-- Ausgewählter Abschnitt --
Ich möchte nur wissen ob das LETZTE zeichen / ist oder nicht.

webfreak


----------



## derGugi (14. April 2004)

Ja da hat habenix wohl was falsch verstanden... .

Hier, so kannst du das machen: 

if [ "${Z: -1}" == "/" ]

den Abstand vor dem -1 nicht vergessen! Für eine super Shell-Script-Doku schau mal hier: 

http://www.tldp.org/LDP/abs/


----------



## webfreak (14. April 2004)

Danke, werd das mal probieren.
Shell scripte gefallen mir irgendwie net, sind zu komliziert!
webfreak


----------



## derGugi (14. April 2004)

nö, die sind doch nicht kompliziert ;-) man muss halt erstmal die Syntax etwas kapieren, ist aber ja bei allen Sprachen so.


----------



## webfreak (15. April 2004)

Nur dass ich bis jetzt keine Sprache kenne, die eine Leertaste vorschreibt.
:-(


----------



## derGugi (15. April 2004)

nicht? Dann kennst du wohl keine einzige Sprache..... Oder sag mir eine, wo du ohne Leerzeichen auskommst ....

schau dir mal python an! Da MUSST du den Code einrücken, sonst geht nichts ;-)


----------



## Habenix (15. April 2004)

> _Original geschrieben von derGugi _
> *Ja da hat habenix wohl was falsch verstanden... .
> 
> Hier, so kannst du das machen:
> ...



In der Tat, da hab ich  webfreak falsch verstanden......


----------

-- Zu erledigen --
Gib für jeden Beitrag im Forenausschnitt, der mit einer Überschrift aus Name und Datum beginnt, Verfasser und Datum in der Reihenfolge des Textes an. Das Material hat eine andere Herkunft als der Forenausschnitt.

Auszüge aus Zeige-Datensätzen:
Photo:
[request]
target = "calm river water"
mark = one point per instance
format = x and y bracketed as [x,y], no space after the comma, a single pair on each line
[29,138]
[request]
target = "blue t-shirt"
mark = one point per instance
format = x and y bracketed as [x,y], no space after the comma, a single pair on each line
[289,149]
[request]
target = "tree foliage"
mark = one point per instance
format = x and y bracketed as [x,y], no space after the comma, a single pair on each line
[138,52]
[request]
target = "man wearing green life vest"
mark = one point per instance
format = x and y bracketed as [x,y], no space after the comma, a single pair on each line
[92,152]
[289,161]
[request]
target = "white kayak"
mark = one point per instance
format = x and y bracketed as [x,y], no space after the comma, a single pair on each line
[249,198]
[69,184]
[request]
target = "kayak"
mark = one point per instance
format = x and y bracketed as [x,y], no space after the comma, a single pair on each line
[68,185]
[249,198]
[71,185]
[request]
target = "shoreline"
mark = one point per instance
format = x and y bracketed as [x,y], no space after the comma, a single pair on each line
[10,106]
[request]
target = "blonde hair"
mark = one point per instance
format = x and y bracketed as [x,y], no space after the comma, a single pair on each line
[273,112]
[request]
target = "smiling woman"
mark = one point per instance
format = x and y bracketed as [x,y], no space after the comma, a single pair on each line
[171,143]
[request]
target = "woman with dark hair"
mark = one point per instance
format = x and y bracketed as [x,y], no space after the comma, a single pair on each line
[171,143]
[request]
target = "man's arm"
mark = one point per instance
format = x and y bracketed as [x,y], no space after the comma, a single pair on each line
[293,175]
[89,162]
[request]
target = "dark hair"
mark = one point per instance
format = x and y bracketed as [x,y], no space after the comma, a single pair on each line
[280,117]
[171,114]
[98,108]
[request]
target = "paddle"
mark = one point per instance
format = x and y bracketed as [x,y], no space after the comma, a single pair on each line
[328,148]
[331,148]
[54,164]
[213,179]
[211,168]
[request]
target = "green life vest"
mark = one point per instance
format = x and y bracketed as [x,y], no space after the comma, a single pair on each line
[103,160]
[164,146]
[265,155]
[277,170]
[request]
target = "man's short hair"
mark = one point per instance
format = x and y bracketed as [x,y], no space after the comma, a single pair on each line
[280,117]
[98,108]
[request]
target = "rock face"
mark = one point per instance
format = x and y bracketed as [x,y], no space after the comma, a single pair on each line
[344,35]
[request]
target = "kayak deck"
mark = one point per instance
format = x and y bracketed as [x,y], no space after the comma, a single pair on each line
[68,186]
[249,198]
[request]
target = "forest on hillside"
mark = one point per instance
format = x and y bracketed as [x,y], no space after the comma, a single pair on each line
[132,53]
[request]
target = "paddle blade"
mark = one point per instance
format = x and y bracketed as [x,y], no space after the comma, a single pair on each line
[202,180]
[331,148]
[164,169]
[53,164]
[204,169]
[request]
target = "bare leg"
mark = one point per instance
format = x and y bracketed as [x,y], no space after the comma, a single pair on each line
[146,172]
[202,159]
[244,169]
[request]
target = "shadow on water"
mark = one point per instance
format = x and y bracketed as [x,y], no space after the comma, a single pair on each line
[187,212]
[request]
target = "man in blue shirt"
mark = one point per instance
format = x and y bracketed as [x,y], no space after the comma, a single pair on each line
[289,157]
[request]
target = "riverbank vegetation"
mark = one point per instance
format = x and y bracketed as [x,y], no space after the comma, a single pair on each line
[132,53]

* * *

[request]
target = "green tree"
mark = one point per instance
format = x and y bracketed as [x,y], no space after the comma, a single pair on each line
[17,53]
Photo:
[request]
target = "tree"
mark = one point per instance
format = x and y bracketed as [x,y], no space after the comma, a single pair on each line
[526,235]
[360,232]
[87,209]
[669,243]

==

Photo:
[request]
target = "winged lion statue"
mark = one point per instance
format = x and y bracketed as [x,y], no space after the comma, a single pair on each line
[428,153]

-- Lösung --
1. derGugi, 14. April 2004
2. webfreak, 14. April 2004
3. derGugi, 14. April 2004
4. webfreak, 15. April 2004
5. derGugi, 15. April 2004
6. Habenix, 15. April 2004